# GIVEN TEXT
- - -
EDAspy.optimization.multivariate.keda module
class EDAspy.optimization.multivariate.keda.MultivariateKEDA(size_gen: int, max_iter: int, dead_iter: int, n_variables: int, landscape_bounds: tuple, l: float, alpha: float = 0.5, disp: bool = True, black_list: Optional[list] = None, white_list: Optional[list] = None, parallelize: bool = False, init_data: Optional[array] = None)[source]

Bases: EDA

Kernel Estimation of Distribution Algorithm [1]. This type of Estimation-of-Distribution Algorithm uses a KDE Bayesian network [2] which allows dependencies between variables which have been estimated using KDE. This multivariate probabilistic model is updated in each iteration with the best individuals of the previous generations.

Example

This example uses some very well-known benchmarks from CEC14 conference to be solved using a Kernel Estimation of Distribution Algorithm (KEDA).

from EDAspy.optimization import MultivariateKEDA
from EDAspy.benchmarks import ContinuousBenchmarkingCEC14

benchmarking = ContinuousBenchmarkingCEC14(10)

keda = MultivariateKEDA(size_gen=300, max_iter=100, dead_iter=20, n_variables=10,
                        landscape_bounds=(-60, 60), l=10)

eda_result = keda.minimize(benchmarking.cec14_4, True)

References

[1]: Vicente P. Soloviev, Concha Bielza and Pedro Larrañaga. Semiparametric Estimation of Distribution Algorithm for continuous optimization. 2022

[2]: Atienza, D., Bielza, C., & Larrañaga, P. (2022). PyBNesian: an extensible Python package for Bayesian networks. Neurocomputing, 504, 204-209.

EDAspy.optimization.multivariate.egna module
class EDAspy.optimization.multivariate.egna.EGNA(size_gen: int, max_iter: int, dead_iter: int, n_variables: int, landscape_bounds: tuple, alpha: float = 0.5, elite_factor: float = 0.4, disp: bool = True, black_list: Optional[list] = None, white_list: Optional[list] = None, parallelize: bool = False, init_data: Optional[array] = None)[source]

Bases: EDA

Estimation of Gaussian Networks Algorithm. This type of Estimation-of-Distribution Algorithm uses a Gaussian Bayesian Network from where new solutions are sampled. This multivariate probabilistic model is updated in each iteration with the best individuals of the previous generation.
- - -
# DATASET RECORDS
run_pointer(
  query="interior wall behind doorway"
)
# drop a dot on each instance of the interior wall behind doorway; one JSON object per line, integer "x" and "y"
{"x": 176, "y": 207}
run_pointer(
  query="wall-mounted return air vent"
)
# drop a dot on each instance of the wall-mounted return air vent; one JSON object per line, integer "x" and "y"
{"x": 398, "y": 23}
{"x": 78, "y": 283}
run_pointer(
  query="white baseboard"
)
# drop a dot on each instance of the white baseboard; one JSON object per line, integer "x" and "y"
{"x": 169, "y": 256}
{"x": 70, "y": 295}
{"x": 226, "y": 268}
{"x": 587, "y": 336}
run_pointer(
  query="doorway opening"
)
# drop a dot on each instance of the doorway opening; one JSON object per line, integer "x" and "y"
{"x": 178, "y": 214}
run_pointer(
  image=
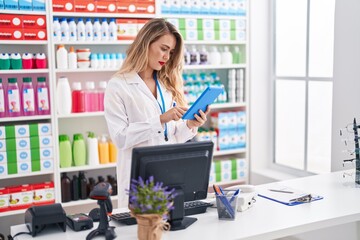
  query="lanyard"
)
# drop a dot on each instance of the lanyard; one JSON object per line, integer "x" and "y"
{"x": 163, "y": 108}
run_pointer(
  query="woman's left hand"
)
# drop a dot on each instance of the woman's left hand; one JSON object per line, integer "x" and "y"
{"x": 199, "y": 120}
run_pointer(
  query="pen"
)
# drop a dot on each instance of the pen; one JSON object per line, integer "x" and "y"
{"x": 282, "y": 191}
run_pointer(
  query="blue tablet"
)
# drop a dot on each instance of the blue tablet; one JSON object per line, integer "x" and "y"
{"x": 205, "y": 99}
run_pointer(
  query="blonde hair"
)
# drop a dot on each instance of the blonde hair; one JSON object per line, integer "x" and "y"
{"x": 137, "y": 56}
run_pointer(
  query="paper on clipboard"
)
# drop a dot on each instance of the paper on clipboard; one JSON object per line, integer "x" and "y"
{"x": 205, "y": 99}
{"x": 287, "y": 195}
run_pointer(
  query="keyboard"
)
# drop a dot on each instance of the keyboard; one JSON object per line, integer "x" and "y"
{"x": 190, "y": 208}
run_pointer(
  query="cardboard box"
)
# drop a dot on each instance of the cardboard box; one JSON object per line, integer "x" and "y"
{"x": 11, "y": 34}
{"x": 84, "y": 6}
{"x": 4, "y": 199}
{"x": 43, "y": 193}
{"x": 20, "y": 197}
{"x": 34, "y": 34}
{"x": 11, "y": 21}
{"x": 63, "y": 6}
{"x": 34, "y": 21}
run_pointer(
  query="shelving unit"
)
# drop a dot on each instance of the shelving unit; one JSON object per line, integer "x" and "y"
{"x": 95, "y": 121}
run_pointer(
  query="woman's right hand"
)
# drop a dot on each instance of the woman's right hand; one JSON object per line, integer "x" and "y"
{"x": 174, "y": 113}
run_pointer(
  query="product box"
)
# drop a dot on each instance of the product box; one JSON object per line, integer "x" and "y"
{"x": 43, "y": 193}
{"x": 11, "y": 21}
{"x": 84, "y": 6}
{"x": 63, "y": 5}
{"x": 25, "y": 5}
{"x": 127, "y": 29}
{"x": 34, "y": 21}
{"x": 4, "y": 199}
{"x": 34, "y": 34}
{"x": 20, "y": 197}
{"x": 3, "y": 170}
{"x": 11, "y": 34}
{"x": 11, "y": 4}
{"x": 39, "y": 5}
{"x": 105, "y": 6}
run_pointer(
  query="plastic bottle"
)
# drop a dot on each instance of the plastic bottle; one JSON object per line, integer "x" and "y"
{"x": 112, "y": 30}
{"x": 92, "y": 150}
{"x": 101, "y": 94}
{"x": 40, "y": 60}
{"x": 65, "y": 188}
{"x": 42, "y": 96}
{"x": 82, "y": 185}
{"x": 112, "y": 152}
{"x": 97, "y": 30}
{"x": 103, "y": 150}
{"x": 226, "y": 56}
{"x": 56, "y": 30}
{"x": 64, "y": 26}
{"x": 89, "y": 31}
{"x": 61, "y": 57}
{"x": 2, "y": 101}
{"x": 72, "y": 59}
{"x": 65, "y": 151}
{"x": 72, "y": 30}
{"x": 80, "y": 29}
{"x": 75, "y": 188}
{"x": 91, "y": 98}
{"x": 13, "y": 98}
{"x": 28, "y": 97}
{"x": 78, "y": 98}
{"x": 15, "y": 61}
{"x": 79, "y": 150}
{"x": 63, "y": 96}
{"x": 214, "y": 57}
{"x": 104, "y": 30}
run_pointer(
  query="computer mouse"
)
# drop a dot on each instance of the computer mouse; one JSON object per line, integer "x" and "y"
{"x": 95, "y": 214}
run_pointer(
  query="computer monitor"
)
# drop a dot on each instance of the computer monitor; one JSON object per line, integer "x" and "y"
{"x": 184, "y": 166}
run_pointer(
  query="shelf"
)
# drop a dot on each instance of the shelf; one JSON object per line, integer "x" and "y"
{"x": 24, "y": 42}
{"x": 227, "y": 105}
{"x": 31, "y": 118}
{"x": 19, "y": 71}
{"x": 201, "y": 67}
{"x": 78, "y": 70}
{"x": 215, "y": 42}
{"x": 229, "y": 152}
{"x": 19, "y": 12}
{"x": 202, "y": 16}
{"x": 119, "y": 42}
{"x": 102, "y": 15}
{"x": 80, "y": 115}
{"x": 87, "y": 168}
{"x": 18, "y": 175}
{"x": 84, "y": 202}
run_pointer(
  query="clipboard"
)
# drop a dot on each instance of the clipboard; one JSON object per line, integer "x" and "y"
{"x": 288, "y": 196}
{"x": 205, "y": 99}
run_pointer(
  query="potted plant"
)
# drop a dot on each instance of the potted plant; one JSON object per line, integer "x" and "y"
{"x": 150, "y": 204}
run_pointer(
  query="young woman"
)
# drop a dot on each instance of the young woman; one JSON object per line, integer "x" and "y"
{"x": 144, "y": 101}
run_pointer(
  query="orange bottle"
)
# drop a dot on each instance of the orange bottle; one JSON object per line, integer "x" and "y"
{"x": 112, "y": 151}
{"x": 103, "y": 150}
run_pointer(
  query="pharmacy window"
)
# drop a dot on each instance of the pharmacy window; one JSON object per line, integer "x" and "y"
{"x": 303, "y": 47}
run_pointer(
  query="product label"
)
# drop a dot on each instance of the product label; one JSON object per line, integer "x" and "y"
{"x": 43, "y": 100}
{"x": 28, "y": 100}
{"x": 2, "y": 101}
{"x": 14, "y": 100}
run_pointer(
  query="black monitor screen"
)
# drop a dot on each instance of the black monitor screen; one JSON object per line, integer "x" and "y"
{"x": 184, "y": 166}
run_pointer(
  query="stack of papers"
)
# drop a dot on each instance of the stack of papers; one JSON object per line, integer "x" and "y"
{"x": 287, "y": 195}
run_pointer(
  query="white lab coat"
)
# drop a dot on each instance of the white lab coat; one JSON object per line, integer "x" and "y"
{"x": 133, "y": 118}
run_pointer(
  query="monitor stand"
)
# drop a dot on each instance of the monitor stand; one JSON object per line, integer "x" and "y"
{"x": 177, "y": 219}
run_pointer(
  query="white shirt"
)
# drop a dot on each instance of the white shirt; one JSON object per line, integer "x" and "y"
{"x": 133, "y": 118}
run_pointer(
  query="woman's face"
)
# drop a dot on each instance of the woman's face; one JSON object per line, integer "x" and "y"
{"x": 160, "y": 51}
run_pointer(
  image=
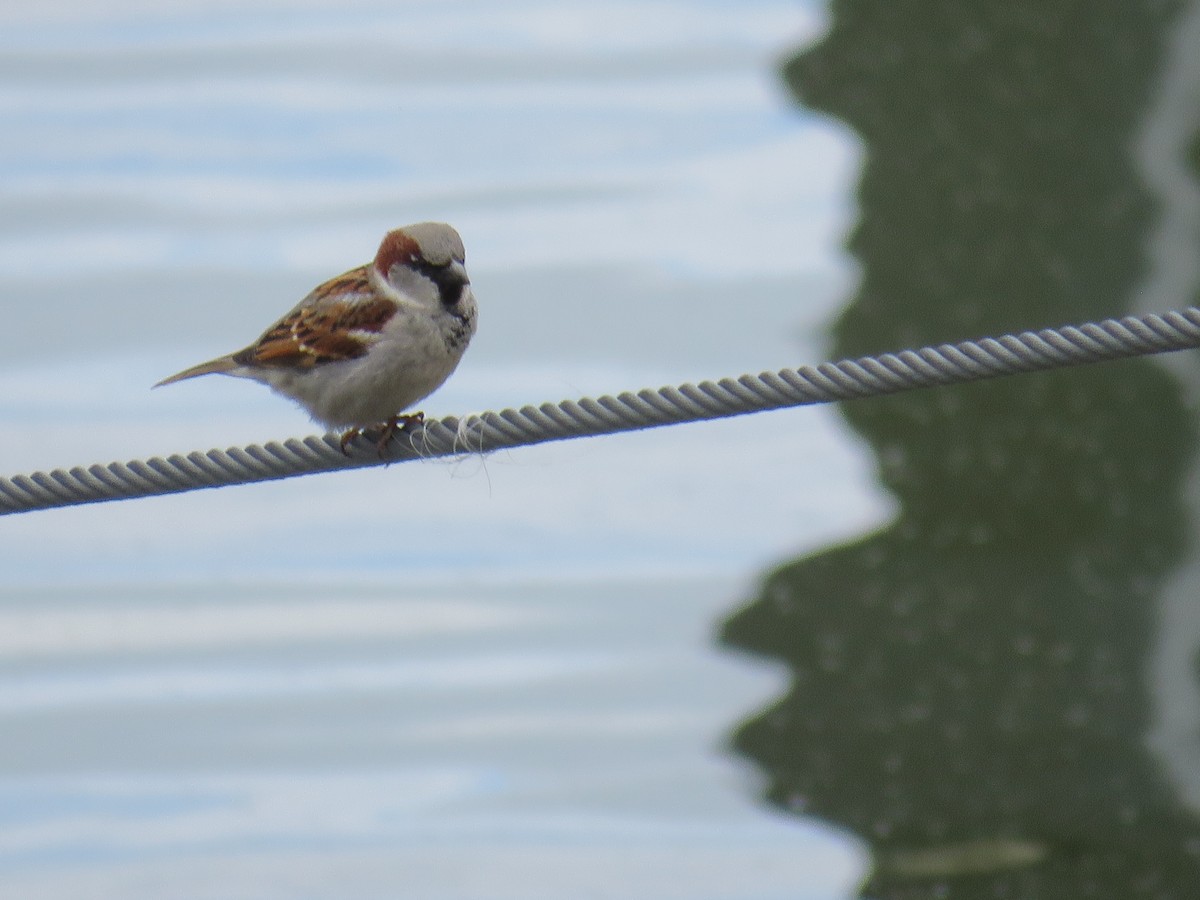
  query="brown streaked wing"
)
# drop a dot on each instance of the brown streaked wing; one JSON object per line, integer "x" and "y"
{"x": 323, "y": 330}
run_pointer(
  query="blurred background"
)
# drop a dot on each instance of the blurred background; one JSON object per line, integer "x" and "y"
{"x": 940, "y": 645}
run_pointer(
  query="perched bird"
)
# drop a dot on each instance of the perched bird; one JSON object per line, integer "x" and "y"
{"x": 366, "y": 346}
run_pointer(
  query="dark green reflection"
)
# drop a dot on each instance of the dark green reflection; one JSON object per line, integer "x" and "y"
{"x": 970, "y": 685}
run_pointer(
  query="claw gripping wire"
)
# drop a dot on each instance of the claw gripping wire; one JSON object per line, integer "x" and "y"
{"x": 485, "y": 432}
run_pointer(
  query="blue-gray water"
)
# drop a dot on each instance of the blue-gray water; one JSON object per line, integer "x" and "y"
{"x": 935, "y": 645}
{"x": 487, "y": 678}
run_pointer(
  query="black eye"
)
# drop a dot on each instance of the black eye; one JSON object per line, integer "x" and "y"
{"x": 450, "y": 281}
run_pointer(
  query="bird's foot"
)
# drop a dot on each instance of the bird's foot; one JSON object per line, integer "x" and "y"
{"x": 388, "y": 430}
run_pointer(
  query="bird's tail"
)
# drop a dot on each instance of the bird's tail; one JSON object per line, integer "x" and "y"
{"x": 220, "y": 365}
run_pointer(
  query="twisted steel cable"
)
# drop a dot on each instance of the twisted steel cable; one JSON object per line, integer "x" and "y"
{"x": 847, "y": 379}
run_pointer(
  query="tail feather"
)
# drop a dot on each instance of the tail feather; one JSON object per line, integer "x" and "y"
{"x": 215, "y": 366}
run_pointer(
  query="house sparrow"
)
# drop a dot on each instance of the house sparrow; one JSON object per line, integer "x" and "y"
{"x": 370, "y": 343}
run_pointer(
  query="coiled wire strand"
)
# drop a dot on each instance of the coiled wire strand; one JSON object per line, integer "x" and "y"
{"x": 485, "y": 432}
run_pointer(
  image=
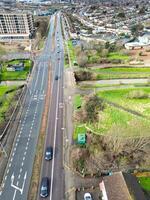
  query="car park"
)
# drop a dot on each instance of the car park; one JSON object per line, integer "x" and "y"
{"x": 44, "y": 190}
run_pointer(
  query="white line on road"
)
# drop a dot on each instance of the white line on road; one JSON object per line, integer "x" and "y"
{"x": 7, "y": 171}
{"x": 54, "y": 145}
{"x": 14, "y": 195}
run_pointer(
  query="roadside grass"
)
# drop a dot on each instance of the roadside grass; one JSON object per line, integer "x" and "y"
{"x": 144, "y": 182}
{"x": 16, "y": 75}
{"x": 122, "y": 70}
{"x": 79, "y": 128}
{"x": 120, "y": 96}
{"x": 2, "y": 50}
{"x": 108, "y": 118}
{"x": 72, "y": 52}
{"x": 6, "y": 100}
{"x": 41, "y": 44}
{"x": 118, "y": 56}
{"x": 77, "y": 101}
{"x": 112, "y": 119}
{"x": 118, "y": 73}
{"x": 66, "y": 58}
{"x": 100, "y": 86}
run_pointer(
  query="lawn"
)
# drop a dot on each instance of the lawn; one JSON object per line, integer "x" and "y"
{"x": 122, "y": 70}
{"x": 6, "y": 100}
{"x": 72, "y": 52}
{"x": 77, "y": 101}
{"x": 145, "y": 183}
{"x": 113, "y": 121}
{"x": 120, "y": 96}
{"x": 121, "y": 73}
{"x": 118, "y": 56}
{"x": 79, "y": 128}
{"x": 16, "y": 75}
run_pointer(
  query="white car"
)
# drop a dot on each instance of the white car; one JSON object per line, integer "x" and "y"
{"x": 87, "y": 196}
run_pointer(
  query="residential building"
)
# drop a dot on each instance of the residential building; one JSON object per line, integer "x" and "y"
{"x": 14, "y": 26}
{"x": 121, "y": 186}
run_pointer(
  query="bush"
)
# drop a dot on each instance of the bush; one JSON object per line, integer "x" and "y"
{"x": 137, "y": 94}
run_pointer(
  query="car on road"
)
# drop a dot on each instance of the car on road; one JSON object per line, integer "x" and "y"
{"x": 49, "y": 153}
{"x": 44, "y": 190}
{"x": 87, "y": 196}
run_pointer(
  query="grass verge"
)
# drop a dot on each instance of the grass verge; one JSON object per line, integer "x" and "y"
{"x": 6, "y": 100}
{"x": 144, "y": 182}
{"x": 77, "y": 101}
{"x": 120, "y": 96}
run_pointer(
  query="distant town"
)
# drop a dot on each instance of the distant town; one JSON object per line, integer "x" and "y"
{"x": 74, "y": 99}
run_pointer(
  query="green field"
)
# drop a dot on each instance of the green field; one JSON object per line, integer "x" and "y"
{"x": 119, "y": 73}
{"x": 79, "y": 128}
{"x": 72, "y": 52}
{"x": 6, "y": 100}
{"x": 113, "y": 121}
{"x": 122, "y": 70}
{"x": 118, "y": 56}
{"x": 15, "y": 75}
{"x": 77, "y": 101}
{"x": 145, "y": 183}
{"x": 120, "y": 96}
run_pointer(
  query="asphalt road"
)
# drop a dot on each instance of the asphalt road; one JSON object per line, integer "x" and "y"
{"x": 18, "y": 173}
{"x": 54, "y": 169}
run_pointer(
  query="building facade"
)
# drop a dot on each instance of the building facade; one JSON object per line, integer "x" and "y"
{"x": 16, "y": 26}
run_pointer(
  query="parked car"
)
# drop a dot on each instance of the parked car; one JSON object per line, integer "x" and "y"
{"x": 44, "y": 190}
{"x": 49, "y": 153}
{"x": 87, "y": 196}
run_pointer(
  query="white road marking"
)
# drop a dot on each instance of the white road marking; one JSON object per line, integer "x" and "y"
{"x": 7, "y": 171}
{"x": 54, "y": 144}
{"x": 14, "y": 195}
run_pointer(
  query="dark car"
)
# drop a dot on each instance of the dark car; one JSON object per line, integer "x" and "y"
{"x": 49, "y": 153}
{"x": 44, "y": 190}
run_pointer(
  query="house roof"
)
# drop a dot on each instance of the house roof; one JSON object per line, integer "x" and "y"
{"x": 122, "y": 186}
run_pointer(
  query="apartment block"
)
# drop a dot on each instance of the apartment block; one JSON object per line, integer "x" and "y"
{"x": 15, "y": 26}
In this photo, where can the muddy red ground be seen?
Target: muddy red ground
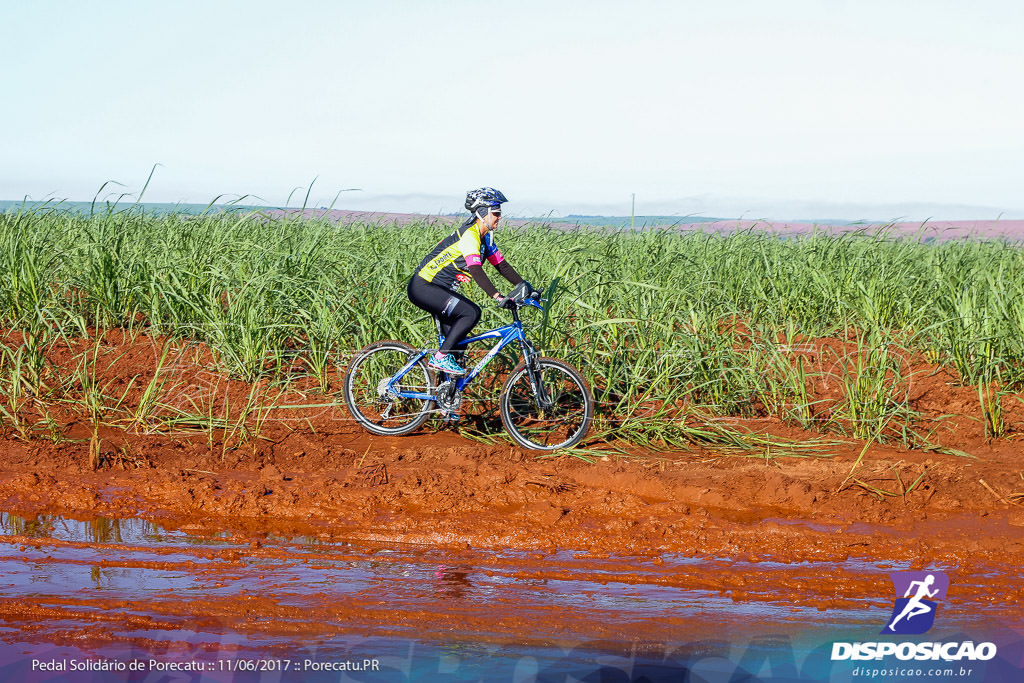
- - -
# EXERCISE AIM
Reproduce the passage of the EDAspy documentation above that starts at "[1]: Vicente P." and ends at "Neurocomputing, 504, 204-209.".

# SOLUTION TO THIS TASK
[1]: Vicente P. Soloviev, Concha Bielza and Pedro Larrañaga. Semiparametric Estimation of Distribution Algorithm for continuous optimization. 2022

[2]: Atienza, D., Bielza, C., & Larrañaga, P. (2022). PyBNesian: an extensible Python package for Bayesian networks. Neurocomputing, 504, 204-209.